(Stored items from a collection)
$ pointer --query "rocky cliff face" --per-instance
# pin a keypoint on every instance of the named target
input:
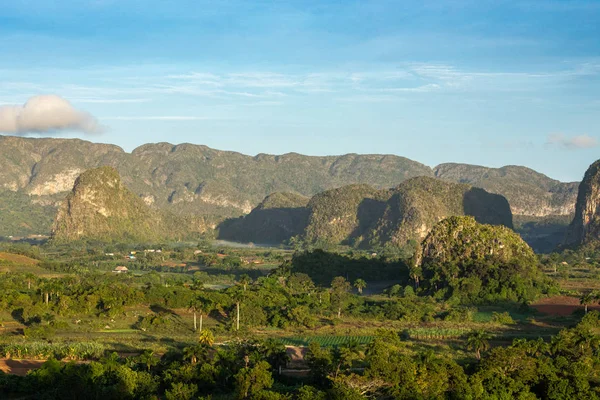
(585, 227)
(278, 218)
(417, 204)
(191, 179)
(528, 192)
(363, 216)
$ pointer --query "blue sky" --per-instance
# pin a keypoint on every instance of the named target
(483, 82)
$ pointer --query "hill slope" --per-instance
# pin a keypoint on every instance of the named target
(477, 263)
(419, 203)
(363, 216)
(191, 179)
(528, 192)
(585, 227)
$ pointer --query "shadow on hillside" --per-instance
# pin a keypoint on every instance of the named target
(368, 213)
(265, 226)
(487, 208)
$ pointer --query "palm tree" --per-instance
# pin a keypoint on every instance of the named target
(147, 358)
(478, 341)
(206, 338)
(587, 299)
(245, 280)
(360, 284)
(194, 306)
(195, 353)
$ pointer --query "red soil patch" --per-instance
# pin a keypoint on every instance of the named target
(560, 305)
(296, 355)
(17, 258)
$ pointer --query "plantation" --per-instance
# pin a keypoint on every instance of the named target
(194, 320)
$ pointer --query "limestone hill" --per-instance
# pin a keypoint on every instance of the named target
(585, 227)
(475, 262)
(363, 216)
(191, 179)
(100, 207)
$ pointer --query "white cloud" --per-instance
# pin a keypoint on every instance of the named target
(45, 114)
(572, 142)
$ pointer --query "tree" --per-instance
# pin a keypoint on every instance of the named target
(360, 284)
(206, 338)
(196, 353)
(148, 359)
(587, 299)
(478, 342)
(181, 391)
(201, 305)
(245, 280)
(250, 381)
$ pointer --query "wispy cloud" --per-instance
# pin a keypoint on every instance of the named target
(572, 142)
(110, 101)
(160, 118)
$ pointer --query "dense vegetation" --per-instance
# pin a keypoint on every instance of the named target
(468, 261)
(362, 216)
(216, 328)
(564, 368)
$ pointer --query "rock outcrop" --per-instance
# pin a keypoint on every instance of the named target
(364, 216)
(585, 227)
(100, 207)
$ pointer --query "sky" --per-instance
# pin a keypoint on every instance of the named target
(482, 82)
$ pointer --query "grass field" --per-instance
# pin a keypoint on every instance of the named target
(17, 263)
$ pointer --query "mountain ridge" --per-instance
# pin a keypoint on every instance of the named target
(189, 179)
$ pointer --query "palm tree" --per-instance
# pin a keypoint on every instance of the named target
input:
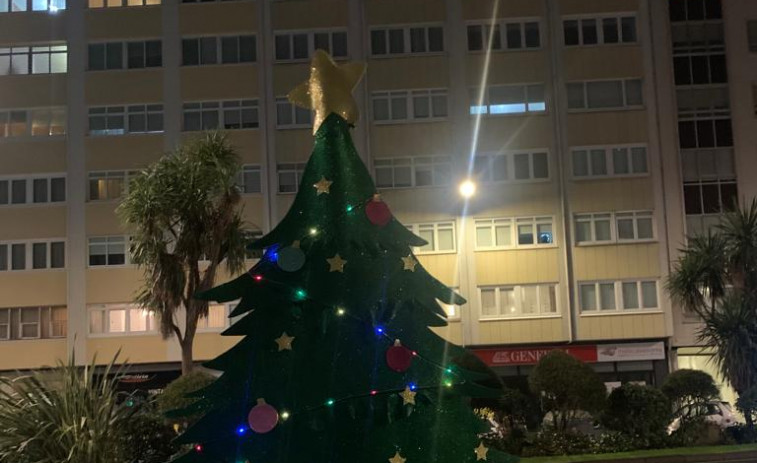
(69, 414)
(184, 209)
(716, 278)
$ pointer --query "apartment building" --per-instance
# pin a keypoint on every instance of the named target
(600, 133)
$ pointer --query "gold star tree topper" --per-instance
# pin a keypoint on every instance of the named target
(284, 341)
(322, 186)
(408, 396)
(481, 451)
(336, 263)
(329, 89)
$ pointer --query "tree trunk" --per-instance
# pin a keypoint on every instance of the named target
(187, 360)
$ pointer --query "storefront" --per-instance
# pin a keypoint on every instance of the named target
(639, 362)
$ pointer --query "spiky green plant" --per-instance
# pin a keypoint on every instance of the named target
(716, 278)
(69, 414)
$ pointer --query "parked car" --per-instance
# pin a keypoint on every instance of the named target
(716, 412)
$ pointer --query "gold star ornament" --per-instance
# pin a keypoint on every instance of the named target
(481, 451)
(408, 396)
(409, 263)
(336, 263)
(329, 89)
(284, 341)
(322, 186)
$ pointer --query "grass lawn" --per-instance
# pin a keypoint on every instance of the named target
(645, 453)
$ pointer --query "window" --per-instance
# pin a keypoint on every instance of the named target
(440, 237)
(407, 40)
(508, 99)
(32, 191)
(33, 323)
(406, 105)
(695, 10)
(219, 50)
(610, 161)
(125, 55)
(710, 197)
(605, 94)
(217, 318)
(249, 180)
(119, 3)
(593, 228)
(518, 301)
(13, 6)
(292, 116)
(300, 45)
(107, 250)
(751, 29)
(40, 59)
(109, 184)
(600, 30)
(705, 132)
(32, 122)
(634, 226)
(32, 255)
(510, 233)
(700, 69)
(610, 227)
(617, 296)
(120, 120)
(290, 176)
(416, 171)
(209, 115)
(511, 167)
(517, 35)
(121, 319)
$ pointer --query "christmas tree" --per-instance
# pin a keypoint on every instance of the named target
(337, 363)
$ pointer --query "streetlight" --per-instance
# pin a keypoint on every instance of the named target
(467, 189)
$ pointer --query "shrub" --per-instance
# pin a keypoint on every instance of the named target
(147, 438)
(177, 395)
(566, 386)
(688, 391)
(552, 443)
(641, 412)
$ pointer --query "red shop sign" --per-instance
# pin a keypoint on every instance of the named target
(532, 355)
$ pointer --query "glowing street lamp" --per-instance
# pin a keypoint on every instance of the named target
(467, 189)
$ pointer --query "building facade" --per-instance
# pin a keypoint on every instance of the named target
(600, 133)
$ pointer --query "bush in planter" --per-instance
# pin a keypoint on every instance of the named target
(566, 387)
(641, 412)
(177, 395)
(553, 443)
(689, 391)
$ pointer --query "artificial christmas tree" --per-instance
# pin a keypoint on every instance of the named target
(337, 363)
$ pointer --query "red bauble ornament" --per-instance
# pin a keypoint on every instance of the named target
(399, 357)
(263, 417)
(377, 211)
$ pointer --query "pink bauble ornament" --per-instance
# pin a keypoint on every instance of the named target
(263, 417)
(377, 211)
(399, 357)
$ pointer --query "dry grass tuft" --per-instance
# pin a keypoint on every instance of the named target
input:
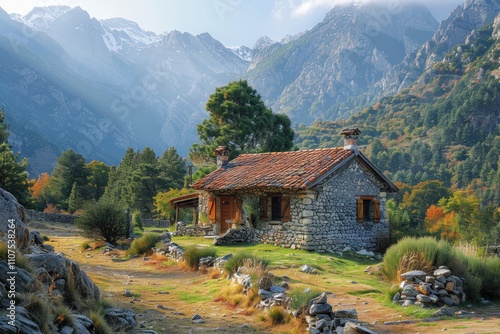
(414, 261)
(214, 273)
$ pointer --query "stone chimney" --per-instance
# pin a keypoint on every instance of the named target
(222, 154)
(351, 139)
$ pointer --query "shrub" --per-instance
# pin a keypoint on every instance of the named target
(144, 244)
(63, 316)
(300, 299)
(21, 260)
(193, 254)
(137, 221)
(239, 259)
(104, 220)
(482, 275)
(39, 309)
(278, 316)
(85, 245)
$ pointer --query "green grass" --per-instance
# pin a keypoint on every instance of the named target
(193, 254)
(369, 292)
(301, 298)
(238, 260)
(192, 298)
(482, 275)
(144, 244)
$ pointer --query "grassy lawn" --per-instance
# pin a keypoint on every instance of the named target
(165, 282)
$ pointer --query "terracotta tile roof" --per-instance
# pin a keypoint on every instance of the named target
(288, 170)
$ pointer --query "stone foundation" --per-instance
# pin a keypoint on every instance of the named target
(50, 217)
(193, 230)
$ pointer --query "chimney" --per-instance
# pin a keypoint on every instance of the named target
(222, 153)
(351, 139)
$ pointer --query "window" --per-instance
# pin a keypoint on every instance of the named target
(276, 208)
(368, 209)
(279, 207)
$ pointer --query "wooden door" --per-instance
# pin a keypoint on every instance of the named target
(226, 213)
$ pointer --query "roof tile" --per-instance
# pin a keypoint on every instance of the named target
(289, 170)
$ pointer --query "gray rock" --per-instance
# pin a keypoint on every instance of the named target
(265, 283)
(11, 209)
(346, 313)
(447, 300)
(423, 298)
(120, 319)
(307, 269)
(23, 323)
(351, 328)
(408, 302)
(320, 308)
(36, 238)
(69, 270)
(67, 330)
(264, 294)
(442, 272)
(410, 291)
(24, 281)
(277, 289)
(321, 299)
(196, 319)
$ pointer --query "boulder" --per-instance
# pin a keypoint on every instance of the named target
(351, 328)
(120, 320)
(442, 272)
(320, 308)
(265, 283)
(346, 313)
(423, 298)
(307, 269)
(410, 291)
(23, 323)
(36, 238)
(24, 281)
(67, 269)
(277, 289)
(11, 209)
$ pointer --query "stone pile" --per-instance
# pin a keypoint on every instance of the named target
(54, 277)
(322, 319)
(438, 289)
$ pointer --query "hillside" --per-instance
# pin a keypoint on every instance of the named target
(462, 22)
(445, 126)
(343, 56)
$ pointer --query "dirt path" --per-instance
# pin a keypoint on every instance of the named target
(192, 293)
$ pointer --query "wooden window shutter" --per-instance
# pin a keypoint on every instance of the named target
(285, 209)
(211, 209)
(237, 212)
(360, 210)
(376, 211)
(263, 208)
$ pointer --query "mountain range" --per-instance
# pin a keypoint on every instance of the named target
(101, 86)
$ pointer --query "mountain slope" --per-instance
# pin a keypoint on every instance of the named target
(471, 15)
(445, 126)
(112, 74)
(343, 56)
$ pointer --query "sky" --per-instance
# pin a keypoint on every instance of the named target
(232, 22)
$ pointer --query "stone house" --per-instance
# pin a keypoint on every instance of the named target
(321, 199)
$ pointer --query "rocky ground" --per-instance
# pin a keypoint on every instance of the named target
(165, 297)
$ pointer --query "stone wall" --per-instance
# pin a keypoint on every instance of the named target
(50, 217)
(193, 230)
(155, 223)
(322, 219)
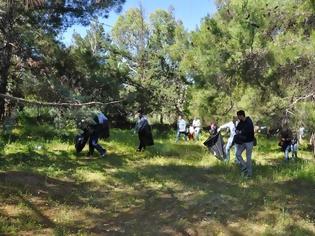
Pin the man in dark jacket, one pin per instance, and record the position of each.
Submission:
(94, 127)
(144, 132)
(244, 140)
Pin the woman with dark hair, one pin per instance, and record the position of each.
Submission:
(144, 132)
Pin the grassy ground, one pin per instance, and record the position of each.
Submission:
(170, 189)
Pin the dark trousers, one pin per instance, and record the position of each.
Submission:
(141, 144)
(93, 144)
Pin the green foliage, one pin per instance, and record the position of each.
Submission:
(47, 189)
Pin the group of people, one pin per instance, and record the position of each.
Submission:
(241, 135)
(241, 131)
(97, 126)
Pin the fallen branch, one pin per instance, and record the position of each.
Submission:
(302, 98)
(55, 104)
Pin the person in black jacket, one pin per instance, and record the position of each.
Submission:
(144, 132)
(94, 127)
(244, 140)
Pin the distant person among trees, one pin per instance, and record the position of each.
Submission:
(286, 138)
(144, 132)
(197, 126)
(244, 140)
(181, 128)
(94, 127)
(232, 129)
(301, 134)
(294, 146)
(213, 128)
(191, 132)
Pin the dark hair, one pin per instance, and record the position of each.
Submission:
(241, 113)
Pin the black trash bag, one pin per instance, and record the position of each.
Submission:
(145, 135)
(104, 130)
(215, 145)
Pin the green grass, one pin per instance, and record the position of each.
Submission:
(170, 189)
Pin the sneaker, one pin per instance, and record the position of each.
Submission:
(244, 169)
(103, 154)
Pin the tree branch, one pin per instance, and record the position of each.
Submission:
(302, 98)
(55, 104)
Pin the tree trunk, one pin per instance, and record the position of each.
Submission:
(7, 31)
(5, 60)
(161, 118)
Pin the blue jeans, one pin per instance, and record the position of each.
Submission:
(179, 133)
(239, 150)
(228, 148)
(93, 144)
(290, 148)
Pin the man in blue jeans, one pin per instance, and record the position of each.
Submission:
(244, 140)
(181, 128)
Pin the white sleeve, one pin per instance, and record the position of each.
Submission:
(227, 125)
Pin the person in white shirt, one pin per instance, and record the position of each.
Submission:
(181, 128)
(232, 129)
(197, 126)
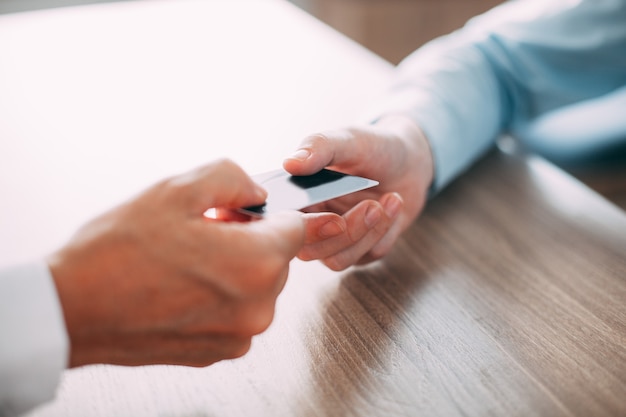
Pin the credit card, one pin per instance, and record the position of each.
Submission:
(291, 192)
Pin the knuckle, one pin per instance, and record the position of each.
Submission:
(335, 263)
(240, 348)
(257, 320)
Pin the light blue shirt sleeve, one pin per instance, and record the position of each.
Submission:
(551, 73)
(34, 343)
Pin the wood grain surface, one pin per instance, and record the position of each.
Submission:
(505, 298)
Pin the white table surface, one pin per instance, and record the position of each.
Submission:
(98, 102)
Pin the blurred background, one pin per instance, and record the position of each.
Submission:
(393, 29)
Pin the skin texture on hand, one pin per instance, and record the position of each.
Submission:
(154, 281)
(362, 227)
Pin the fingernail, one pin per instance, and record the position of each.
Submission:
(331, 229)
(301, 154)
(393, 206)
(260, 192)
(372, 216)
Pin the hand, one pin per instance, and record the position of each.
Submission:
(156, 282)
(362, 227)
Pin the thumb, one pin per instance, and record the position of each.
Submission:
(220, 184)
(337, 148)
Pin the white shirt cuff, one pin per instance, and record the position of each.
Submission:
(35, 345)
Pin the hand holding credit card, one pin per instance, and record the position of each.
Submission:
(289, 192)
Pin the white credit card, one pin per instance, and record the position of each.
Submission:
(289, 192)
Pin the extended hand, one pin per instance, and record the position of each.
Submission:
(362, 227)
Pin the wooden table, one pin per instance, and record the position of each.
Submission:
(507, 297)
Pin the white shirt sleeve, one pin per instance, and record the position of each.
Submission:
(34, 343)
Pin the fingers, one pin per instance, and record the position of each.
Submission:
(363, 234)
(334, 148)
(221, 184)
(252, 258)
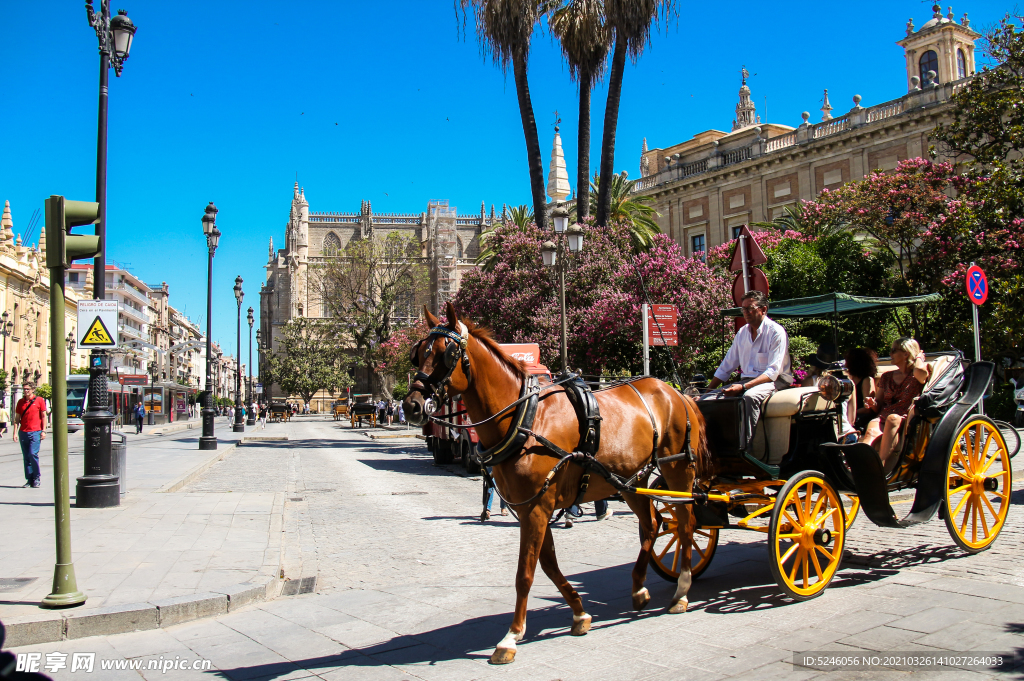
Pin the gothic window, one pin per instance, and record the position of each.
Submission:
(331, 244)
(929, 61)
(698, 247)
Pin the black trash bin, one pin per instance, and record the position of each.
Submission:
(119, 452)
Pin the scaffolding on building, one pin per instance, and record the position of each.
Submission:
(444, 250)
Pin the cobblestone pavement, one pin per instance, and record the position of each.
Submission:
(413, 586)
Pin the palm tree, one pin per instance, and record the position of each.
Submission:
(504, 29)
(629, 209)
(631, 22)
(581, 30)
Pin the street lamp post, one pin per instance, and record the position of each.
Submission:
(70, 342)
(259, 358)
(251, 421)
(208, 440)
(554, 256)
(99, 486)
(240, 425)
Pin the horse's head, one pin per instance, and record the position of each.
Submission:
(442, 364)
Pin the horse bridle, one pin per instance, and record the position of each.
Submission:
(455, 353)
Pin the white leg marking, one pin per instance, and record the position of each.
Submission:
(510, 640)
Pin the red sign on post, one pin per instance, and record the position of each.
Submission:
(977, 285)
(662, 325)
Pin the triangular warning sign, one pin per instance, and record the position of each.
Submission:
(97, 334)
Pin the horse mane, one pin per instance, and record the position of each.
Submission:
(482, 334)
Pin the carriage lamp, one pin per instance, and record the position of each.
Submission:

Your objective
Using the data above, tally each line that contains "trash". Write only the total.

Task response
2